Dataset entries
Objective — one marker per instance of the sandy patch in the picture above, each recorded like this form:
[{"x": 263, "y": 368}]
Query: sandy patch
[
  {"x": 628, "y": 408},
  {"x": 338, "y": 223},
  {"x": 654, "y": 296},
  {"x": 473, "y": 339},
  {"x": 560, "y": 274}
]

Problem to work on
You are asked to transcribe all of the data above exactly.

Response
Objective — one marker per instance of the sandy patch in the picture above, each recorded like this form:
[{"x": 263, "y": 368}]
Query: sandy patch
[
  {"x": 628, "y": 408},
  {"x": 338, "y": 223},
  {"x": 654, "y": 296},
  {"x": 473, "y": 339},
  {"x": 560, "y": 274}
]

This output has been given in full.